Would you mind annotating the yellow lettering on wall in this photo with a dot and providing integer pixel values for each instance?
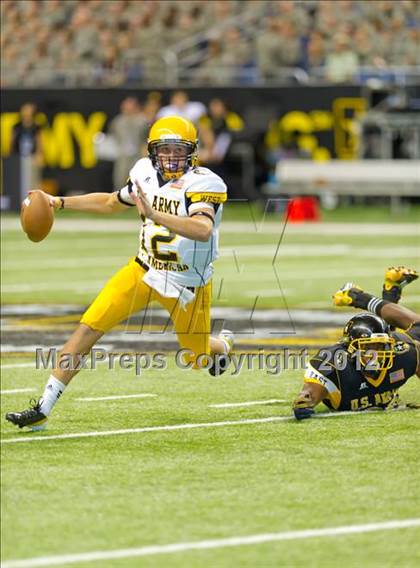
(57, 143)
(8, 120)
(84, 132)
(346, 111)
(59, 138)
(305, 125)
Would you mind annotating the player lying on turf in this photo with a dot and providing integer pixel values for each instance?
(370, 363)
(181, 208)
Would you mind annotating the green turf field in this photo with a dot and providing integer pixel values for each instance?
(181, 485)
(68, 496)
(302, 272)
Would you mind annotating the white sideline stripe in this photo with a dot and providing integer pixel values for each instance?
(16, 365)
(28, 438)
(94, 399)
(249, 403)
(13, 391)
(95, 556)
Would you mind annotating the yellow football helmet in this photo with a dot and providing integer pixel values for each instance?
(172, 146)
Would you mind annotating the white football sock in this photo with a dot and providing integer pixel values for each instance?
(53, 390)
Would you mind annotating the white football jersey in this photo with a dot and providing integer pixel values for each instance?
(190, 262)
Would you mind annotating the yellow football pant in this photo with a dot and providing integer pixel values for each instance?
(126, 293)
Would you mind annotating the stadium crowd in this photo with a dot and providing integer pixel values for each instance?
(132, 42)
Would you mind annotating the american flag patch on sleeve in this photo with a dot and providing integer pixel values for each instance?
(396, 376)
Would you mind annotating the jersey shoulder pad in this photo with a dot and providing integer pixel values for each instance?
(140, 169)
(401, 347)
(203, 185)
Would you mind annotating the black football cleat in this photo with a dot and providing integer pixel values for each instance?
(31, 418)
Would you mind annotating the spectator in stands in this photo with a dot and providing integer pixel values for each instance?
(181, 105)
(109, 71)
(342, 63)
(315, 51)
(217, 131)
(129, 130)
(390, 37)
(213, 71)
(278, 47)
(27, 143)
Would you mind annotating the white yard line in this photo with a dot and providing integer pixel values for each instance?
(259, 226)
(27, 437)
(255, 539)
(249, 403)
(13, 391)
(119, 397)
(17, 365)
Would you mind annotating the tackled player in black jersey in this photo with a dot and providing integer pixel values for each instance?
(366, 368)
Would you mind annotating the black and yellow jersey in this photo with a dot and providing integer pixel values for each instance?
(349, 389)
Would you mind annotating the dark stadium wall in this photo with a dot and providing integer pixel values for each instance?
(70, 118)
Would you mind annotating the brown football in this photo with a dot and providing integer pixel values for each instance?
(36, 216)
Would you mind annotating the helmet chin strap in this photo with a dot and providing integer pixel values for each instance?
(376, 382)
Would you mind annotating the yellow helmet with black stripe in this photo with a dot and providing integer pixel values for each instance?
(172, 146)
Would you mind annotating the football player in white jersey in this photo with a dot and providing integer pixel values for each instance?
(181, 208)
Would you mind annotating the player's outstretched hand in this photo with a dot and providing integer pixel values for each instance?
(348, 295)
(143, 205)
(303, 406)
(55, 202)
(396, 277)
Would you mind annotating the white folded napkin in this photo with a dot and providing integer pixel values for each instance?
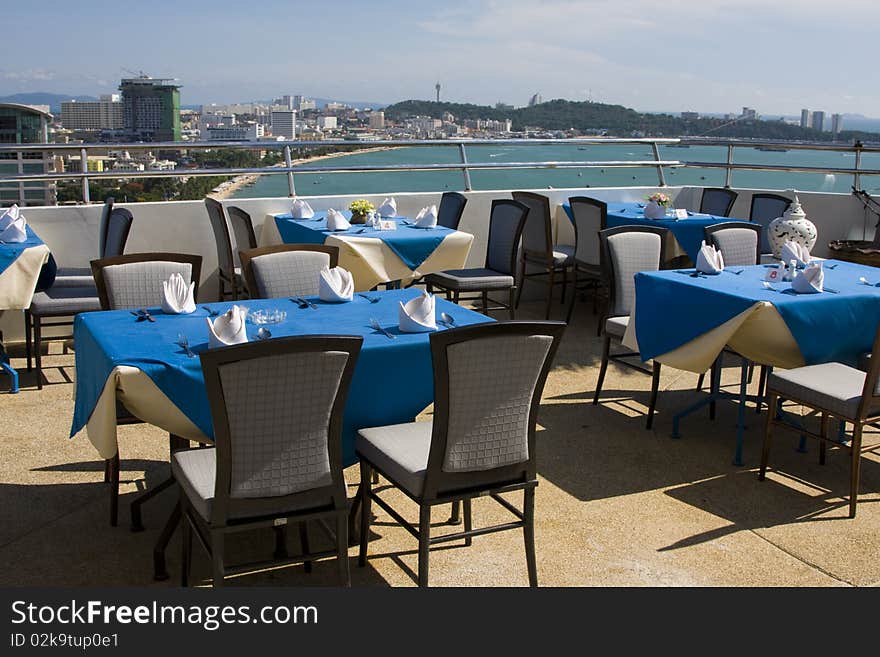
*****
> [SHORT EXERCISE] Every record above must be given again exactly; drop the pictures.

> [REPLY TO THE TASK]
Would you mind annotating the yellow lettering on wall in this photo with a dot and providing integer pixel values for each instance?
(57, 143)
(8, 120)
(84, 132)
(346, 111)
(59, 138)
(305, 125)
Would you mind annotating the player lying on turf in this photo with a dot and providing integer pixel values for each instance?
(370, 363)
(181, 208)
Would you mind annotating the green turf field in this photo with a dot and providing integer pixel values for each instance?
(181, 485)
(68, 496)
(302, 272)
Would you mind annotating the white sideline stripe in this photo with a dot and providing integer pixel values for each instance?
(16, 365)
(28, 438)
(94, 399)
(249, 403)
(13, 391)
(95, 556)
Would you mind annotating the yellow football helmet in this photo with a dot and providing integer pixel values for each instance?
(172, 146)
Would you mind annotating the white football sock in this photo with a dot and providing integer pixel values for each instance?
(53, 390)
Would you mind annotating the white football jersey in this photo with a dot and providing integer pixel values for each instance?
(190, 262)
Would you mind annotating the yellow football pant in this photo with a dot and providing integer pixel values for each instance?
(126, 293)
Would you mind annotating the stadium crowd in this photo with a dot and providing integer pixel values for each instance?
(132, 42)
Would you mind annotating the american flag patch on sleeve in this photo with a dot and providing integer pixel values for each instance?
(396, 376)
Would you mind annotating the jersey shoulder pad in this photo with a dot and providing integer pixel values for each instance?
(140, 169)
(401, 347)
(203, 185)
Would you mind annotating the black football cleat in this photo with a dot and providing integer pixel values for each instance?
(31, 418)
Would you mind annotating the spectator in stands in this photo with a dot and providing integer pixel values for each instance?
(181, 105)
(109, 71)
(342, 63)
(315, 51)
(217, 131)
(129, 130)
(390, 37)
(213, 71)
(278, 47)
(27, 143)
Would you mind annotating the white yard line in this photo with a dot and providing integer pixel values for each instance?
(259, 226)
(27, 437)
(255, 539)
(249, 403)
(13, 391)
(119, 397)
(17, 365)
Would you mind annotating the tackled player in black jersey in this photo with a dot and providing integer pixel values for each instance?
(366, 368)
Would you mind annotating the black and yellow jersey in this photo with a dot and providing integer pixel values for each instance?
(349, 389)
Would you mind annotating the dark stadium wall in this photo with a dot and providing integer pixel values for each instance?
(70, 118)
Would you mind annotating the brown football in this photo with a dot and providing integer pixel values for each instance?
(36, 216)
Would you mind annotating the helmet chin strap in this photo with a dot and providing integer pixel values for each instance?
(376, 382)
Would you mind annotating the yellow helmet with black stripe in this photo with a dot and providing integer pixel values for each instance?
(172, 146)
Would you mind annotating the football player in white jersey in this photo with a dot and providing integer pixel values for each instance?
(181, 208)
Would you mind annotating the player's outstretched hand in this photo with a dot and providing integer pixel values for each instance?
(348, 295)
(143, 205)
(303, 406)
(55, 202)
(396, 277)
Would you mind annotating the white folded napkin in this photo with a dot and providing integer pixel values for each instance?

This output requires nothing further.